Copy out every record below, switching each "live frame" to "camera view" and keeping everything else the same. Leave the pictures out.

╔══

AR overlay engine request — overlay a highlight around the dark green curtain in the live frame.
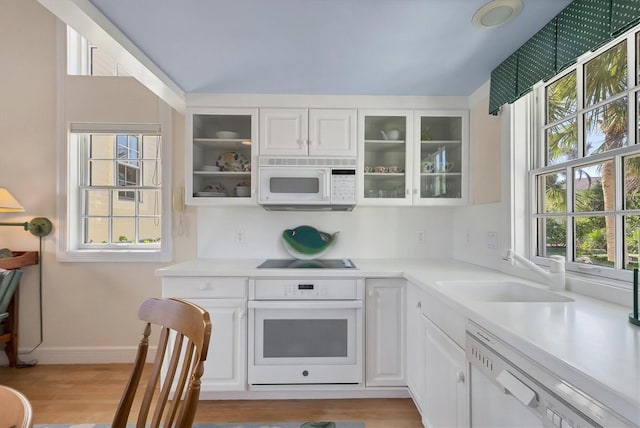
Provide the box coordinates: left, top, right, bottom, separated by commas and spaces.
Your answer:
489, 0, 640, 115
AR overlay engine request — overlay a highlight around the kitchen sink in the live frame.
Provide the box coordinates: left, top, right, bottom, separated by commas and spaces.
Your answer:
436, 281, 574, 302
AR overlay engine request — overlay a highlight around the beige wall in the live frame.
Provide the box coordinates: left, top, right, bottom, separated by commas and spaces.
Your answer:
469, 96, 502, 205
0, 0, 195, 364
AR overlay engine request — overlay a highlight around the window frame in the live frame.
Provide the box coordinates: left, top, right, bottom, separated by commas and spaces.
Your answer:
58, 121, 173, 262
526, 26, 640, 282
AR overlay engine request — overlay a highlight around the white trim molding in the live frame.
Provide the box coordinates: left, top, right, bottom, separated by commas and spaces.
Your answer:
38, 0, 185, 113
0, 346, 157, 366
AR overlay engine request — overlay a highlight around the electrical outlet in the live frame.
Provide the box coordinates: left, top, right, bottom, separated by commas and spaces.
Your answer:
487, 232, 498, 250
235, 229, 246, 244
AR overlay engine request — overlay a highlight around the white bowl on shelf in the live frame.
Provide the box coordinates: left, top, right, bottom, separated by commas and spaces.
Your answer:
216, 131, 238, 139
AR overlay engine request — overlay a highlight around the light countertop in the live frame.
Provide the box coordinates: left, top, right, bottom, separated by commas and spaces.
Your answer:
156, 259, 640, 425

╚══

__WRITTEN SOLUTION__.
AR overlay engine request — overlay a highlight around the dark green curtain in the camera view.
Provide the box coordinates: left, top, right, bottom, separated by commas and spaces.
Your answer:
489, 0, 640, 115
AR overlay engine request — overlay a highlight around the kitchen sink in the camera view.
Provide the box coordinates: left, top, right, bottom, separated by commas and spaces.
Your answer:
436, 281, 574, 302
AR overlay engine request — overlay a highlight around the beige wall in the camera view.
Provide the box coordinates: left, top, right, bottom, separated by commas and spaces.
Your answer:
469, 96, 502, 205
0, 0, 195, 364
AR overlay engine request — overlay a highlight around the window frame in the camera view.
Provide the box coordinates: left, top, right, bottom, separated by commas and spaces.
Your answer:
58, 121, 173, 262
526, 26, 640, 282
AR overlay engine request — overlay a highlight around the white trim molding in the camera view.
Provide the box coordinates: left, top, right, bottom, separated by commas and spaces.
Your answer:
38, 0, 185, 113
0, 346, 157, 366
AR overlay engine request — overlay a highlight around the electrical outlet in the camera view.
Provide the box coordinates: left, top, right, bottom, separated by commas and spaces.
Your answer:
487, 232, 498, 250
235, 229, 246, 244
AR overlay engine request — overlay a highlight around the white bowl on shelf in the camera view.
Provide the box coordinates: left, top, right, bottom, separated by commas and spaces.
Your answer:
216, 131, 238, 139
AR overlay engine request — overlay a highlight around the light countertop in the camera view.
Provide the box coordinates: left, top, right, bottom, separated by commas and spaces.
Your answer:
156, 259, 640, 425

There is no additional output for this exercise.